*Problem description*. Give back the records below exactly, every one, with no pictures.

◇ ◇ ◇

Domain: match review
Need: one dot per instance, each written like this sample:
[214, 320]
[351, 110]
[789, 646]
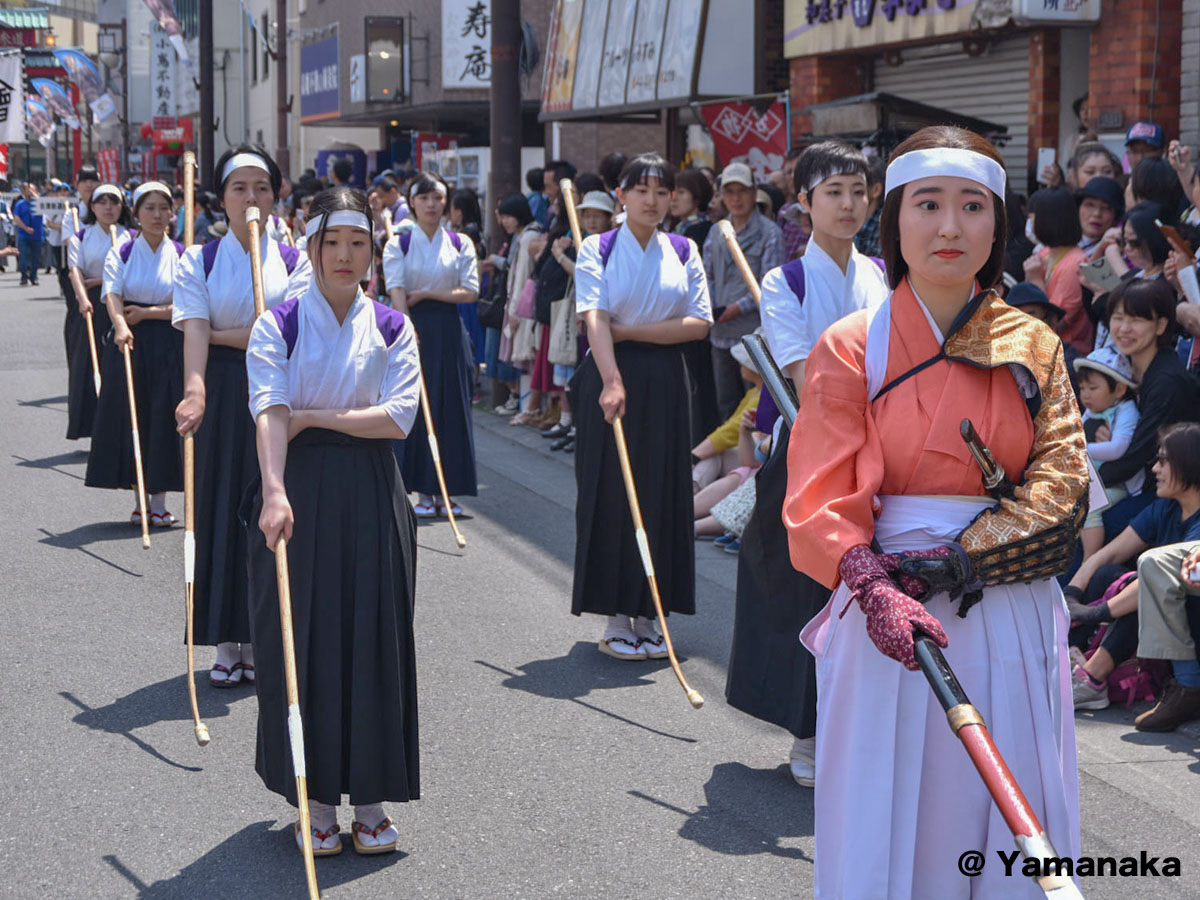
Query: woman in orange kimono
[876, 460]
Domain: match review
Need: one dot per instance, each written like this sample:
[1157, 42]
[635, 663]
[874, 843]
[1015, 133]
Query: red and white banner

◇ ◇ ◇

*Solution to this exercise*.
Domain: match review
Need: one dot per instance, each written like this sample:
[214, 320]
[351, 110]
[789, 646]
Query: woman in orange kimono
[876, 460]
Domain: match review
Need: one dot per instance, each written like this sample:
[1157, 42]
[635, 663]
[874, 843]
[1015, 133]
Query: red and white banner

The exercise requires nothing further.